▶ [Problem statement] Copy each of the rows below back word for word, with nothing added or left out.

----- Records

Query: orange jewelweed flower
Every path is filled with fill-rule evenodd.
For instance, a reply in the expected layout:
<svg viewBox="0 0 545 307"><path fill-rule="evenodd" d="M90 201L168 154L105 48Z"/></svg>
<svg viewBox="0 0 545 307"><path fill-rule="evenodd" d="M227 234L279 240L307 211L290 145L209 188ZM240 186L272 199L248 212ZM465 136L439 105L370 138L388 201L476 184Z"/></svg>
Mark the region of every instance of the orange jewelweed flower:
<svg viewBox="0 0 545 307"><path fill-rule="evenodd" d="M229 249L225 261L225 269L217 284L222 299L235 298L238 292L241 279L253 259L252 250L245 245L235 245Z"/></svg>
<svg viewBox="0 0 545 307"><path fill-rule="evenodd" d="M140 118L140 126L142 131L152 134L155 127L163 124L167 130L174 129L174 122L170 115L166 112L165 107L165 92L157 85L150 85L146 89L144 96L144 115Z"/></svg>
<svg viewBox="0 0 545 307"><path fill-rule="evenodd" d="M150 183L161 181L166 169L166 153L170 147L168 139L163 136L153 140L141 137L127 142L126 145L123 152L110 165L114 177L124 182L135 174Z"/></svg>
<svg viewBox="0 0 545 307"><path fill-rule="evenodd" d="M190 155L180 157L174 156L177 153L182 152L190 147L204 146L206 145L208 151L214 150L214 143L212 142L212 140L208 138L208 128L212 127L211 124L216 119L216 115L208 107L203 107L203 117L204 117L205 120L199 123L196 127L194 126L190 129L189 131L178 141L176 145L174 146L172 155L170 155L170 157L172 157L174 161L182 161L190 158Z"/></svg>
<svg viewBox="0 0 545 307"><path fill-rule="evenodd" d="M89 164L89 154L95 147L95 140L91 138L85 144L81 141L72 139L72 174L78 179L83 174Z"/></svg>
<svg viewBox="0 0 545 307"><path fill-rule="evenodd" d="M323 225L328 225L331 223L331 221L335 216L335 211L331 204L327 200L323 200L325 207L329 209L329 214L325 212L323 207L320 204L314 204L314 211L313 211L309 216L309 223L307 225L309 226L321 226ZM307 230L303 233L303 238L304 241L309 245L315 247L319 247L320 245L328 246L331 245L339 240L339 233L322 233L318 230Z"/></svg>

----------

▶ [Expected output]
Query: orange jewelweed flower
Every path is filled with fill-rule evenodd.
For instance, a reply in the expected layout:
<svg viewBox="0 0 545 307"><path fill-rule="evenodd" d="M90 201L168 154L105 48Z"/></svg>
<svg viewBox="0 0 545 307"><path fill-rule="evenodd" d="M227 234L279 240L307 211L290 145L209 188ZM240 186L272 199L248 212ZM465 136L439 105L370 138L388 201L476 184Z"/></svg>
Mark the region of every instance of the orange jewelweed flower:
<svg viewBox="0 0 545 307"><path fill-rule="evenodd" d="M229 249L225 261L225 269L217 284L222 299L235 298L238 292L241 279L253 259L252 250L245 245L235 245Z"/></svg>
<svg viewBox="0 0 545 307"><path fill-rule="evenodd" d="M140 118L140 126L142 131L152 134L155 127L163 124L167 130L174 129L174 122L170 115L166 112L165 107L165 92L157 85L150 85L146 89L144 96L144 115Z"/></svg>
<svg viewBox="0 0 545 307"><path fill-rule="evenodd" d="M150 183L161 181L166 169L166 153L170 147L168 139L163 136L153 140L141 137L127 142L126 145L123 152L110 165L114 177L124 182L135 174Z"/></svg>
<svg viewBox="0 0 545 307"><path fill-rule="evenodd" d="M190 155L180 157L174 156L177 153L182 152L190 147L204 146L206 145L208 151L214 150L214 143L212 142L212 140L208 138L208 128L212 127L211 124L216 119L216 115L208 107L203 107L203 117L204 117L205 120L199 123L196 127L194 126L190 129L189 131L178 141L176 145L174 146L172 155L170 155L170 157L172 157L174 161L182 161L190 158Z"/></svg>
<svg viewBox="0 0 545 307"><path fill-rule="evenodd" d="M89 164L89 154L95 147L95 140L91 138L85 144L81 141L72 139L72 174L78 179L83 174Z"/></svg>
<svg viewBox="0 0 545 307"><path fill-rule="evenodd" d="M323 225L328 225L331 223L331 221L335 216L335 211L331 204L327 200L323 200L325 207L329 209L329 214L325 212L323 207L320 204L314 204L314 211L313 211L309 216L309 223L307 225L309 226L321 226ZM307 230L303 233L303 238L304 241L309 245L315 247L319 247L320 245L328 246L331 245L339 240L339 233L322 233L318 230Z"/></svg>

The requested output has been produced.